◆ **SUPPLIED TEXT**:
┌──
I came across this book when one of my Twitter followers alerted me to a one-time-only opportunity: her book was FREE on Amazon for a day.  I almost never pass up a free book.  Now it’s $4.99 unless you have Amazon Prime, in which case you can use Amazon as a library and check it out for free with your kindle.  For now, it’s only available on Kindle, but the good news is, Kindle books can now be read online and apps can be acquired for free on almost all smart phones, so you don’t actually need to buy anything except the book, which is worth every penny.

Mephisto Waltz contains all of the unpolished charms of a first book but it is not lacking in depth.  Specht, according to her blog is classically educated and it shows.  She’s also a huge fan of bad weather.  I mean, I don’t know that because I haven’t asked her yet, but I think it goes without saying.  The characters all have their own well-developed personalities, even if their vernaculars are perhaps a bit too adult and similar to one another.  The romance is written in perfect YA style, with a lot of frustrating waiting for them to be able to get away from parents and friends to have a minute together, a lot of hand-holding, a little kissing, and no sex.  It was well-done and I found myself with a terrible crush on Clara about halfway through. Particularly enjoyable, however, was Miranda’s maddening temperance, which only eventually gets addressed.  While Miranda maintains calm and control, readers will find themselves wishing they could jump into the book and throttle a lot of the characters, or at least grab Miranda by the shoulders and shake her until she realizes it’s time to get angry, dammit.

There’s a bargain we strike as writers when we attempt to write stuff we intend to sell someday: we have to write for ourselves for it to be any good, but we can’t scare away too many of the readers.   As a result, when it comes to things like LGBT issues, most writers pull their punches.  Times are changing, of course, and some YA literature does feature queer characters, but they’re generally gender-conforming and keep a safe distance from the main characters.  After all, readers want to imagine themselves as the main characters and a lot of straight people don’t want to.  As Andrea Askowitz said to Autostraddle about selling her book, My Miserable Lonely Lesbian Pregnancy:

The challenge queer memoir faces, which I experienced directly, is that not everybody is open to reading queer memoir. I was standing at the Miami Book Fair, one of the biggest fairs in the country, next to a pile of my books for sale. I didn’t say I was the author, just kept pointing to the book and saying, “That book is hilarious.” I can’t tell you how many people picked it up and then said, “Oh, no thanks, I’m not a lesbian.”

The best thing about publishing independently, either with Amazon or otherwise, is that you don’t have to pull your punches, and Specht didn’t.  Don’t get me wrong, it is still a YA book.  While I found myself wanting to tear through Miranda’s temperance and look at Clara’s boobs (for heaven’s sake at least once!), we never see any of the characters having sex or being overtly sexual.  But the book didn’t have to include sex to be challenging.  There were lesbian, gay, and transgender characters being what they were without apology.  They took center stage and dealt with the very real trials of being LGBT youth, including self-loathing, guilt, fear, and social stigmatization of the rather more serious type that LGBT youth endure compared to, say, Bella Swan dating a guy that everyone thinks is like, totally weird.  So, read this book.  It’s refreshingly different.  Or at least buy it for your little gay cousin.
└──
◆ **WORK ORDER**:
In the review of Mephisto Waltz, what does the book now cost for readers without Amazon Prime?

◆ **AVAILABLE DATA**:
┌──
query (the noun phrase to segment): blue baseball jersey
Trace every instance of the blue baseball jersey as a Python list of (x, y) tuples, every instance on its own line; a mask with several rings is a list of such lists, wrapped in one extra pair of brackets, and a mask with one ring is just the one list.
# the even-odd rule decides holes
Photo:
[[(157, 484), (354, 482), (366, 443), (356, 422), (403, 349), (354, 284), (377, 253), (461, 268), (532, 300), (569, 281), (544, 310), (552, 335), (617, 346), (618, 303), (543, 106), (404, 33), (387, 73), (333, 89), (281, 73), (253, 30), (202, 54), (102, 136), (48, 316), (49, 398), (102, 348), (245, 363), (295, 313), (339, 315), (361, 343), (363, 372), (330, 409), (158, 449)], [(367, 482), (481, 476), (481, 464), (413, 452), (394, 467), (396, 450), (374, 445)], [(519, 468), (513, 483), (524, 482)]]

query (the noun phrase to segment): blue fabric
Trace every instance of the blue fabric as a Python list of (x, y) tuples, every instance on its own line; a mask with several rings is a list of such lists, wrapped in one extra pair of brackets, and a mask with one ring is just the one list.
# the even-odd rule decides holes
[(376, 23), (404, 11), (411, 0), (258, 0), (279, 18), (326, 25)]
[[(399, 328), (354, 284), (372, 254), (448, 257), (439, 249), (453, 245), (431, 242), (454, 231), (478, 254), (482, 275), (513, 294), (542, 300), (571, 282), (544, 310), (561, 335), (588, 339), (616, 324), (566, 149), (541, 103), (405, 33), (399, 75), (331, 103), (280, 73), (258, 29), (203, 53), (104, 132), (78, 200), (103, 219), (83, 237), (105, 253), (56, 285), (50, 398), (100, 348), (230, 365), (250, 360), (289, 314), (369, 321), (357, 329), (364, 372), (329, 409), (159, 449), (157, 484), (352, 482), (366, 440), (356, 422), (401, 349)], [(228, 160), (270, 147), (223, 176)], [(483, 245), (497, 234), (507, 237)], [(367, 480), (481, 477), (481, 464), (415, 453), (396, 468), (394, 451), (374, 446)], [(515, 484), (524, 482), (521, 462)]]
└──
◆ **TASK SOLUTION**:
$4.99